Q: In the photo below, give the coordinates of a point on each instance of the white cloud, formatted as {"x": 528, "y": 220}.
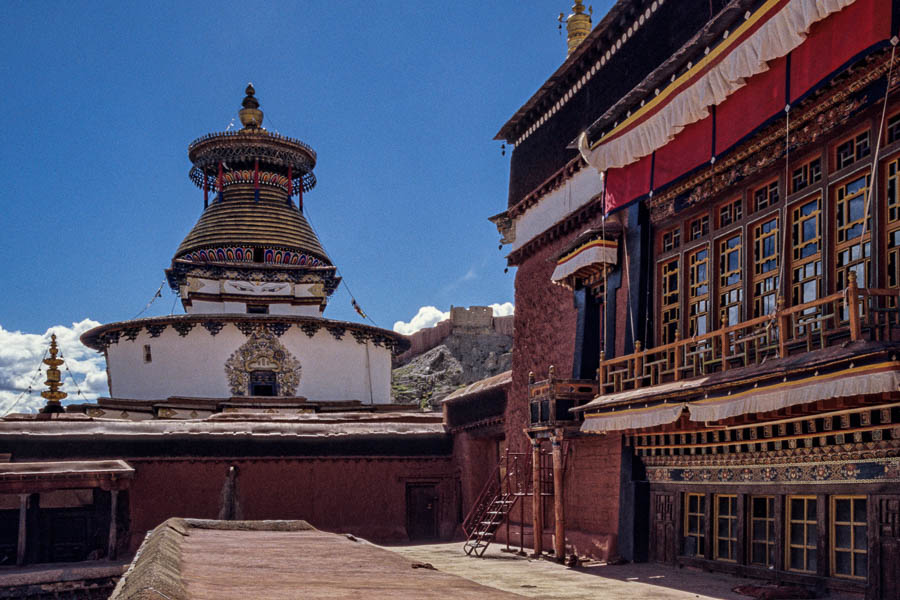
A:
{"x": 20, "y": 358}
{"x": 503, "y": 310}
{"x": 429, "y": 316}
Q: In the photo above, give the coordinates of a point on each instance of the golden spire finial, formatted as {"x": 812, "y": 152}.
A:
{"x": 251, "y": 116}
{"x": 578, "y": 25}
{"x": 54, "y": 381}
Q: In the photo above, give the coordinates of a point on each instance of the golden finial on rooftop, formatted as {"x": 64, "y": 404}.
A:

• _WHAT THE TASK REQUIRES_
Rewrite the data above, replacing each "instance" with "occurrence" and keeping everything else the same. Leave the pictures out of your version.

• _RESPONSE_
Q: In the photo below, give the coordinates of a point on each occurrence of the white cloud, formatted as {"x": 528, "y": 220}.
A:
{"x": 20, "y": 358}
{"x": 503, "y": 310}
{"x": 429, "y": 316}
Q: In the photo above, give the coordinates of a point on each occurrence of the golden spire finial, formatted as {"x": 812, "y": 152}.
A:
{"x": 251, "y": 116}
{"x": 578, "y": 25}
{"x": 54, "y": 381}
Q: In the photo above, give the coordinates of a point on each occurrence of the golden finial on rooftop, formatted as {"x": 64, "y": 404}.
A:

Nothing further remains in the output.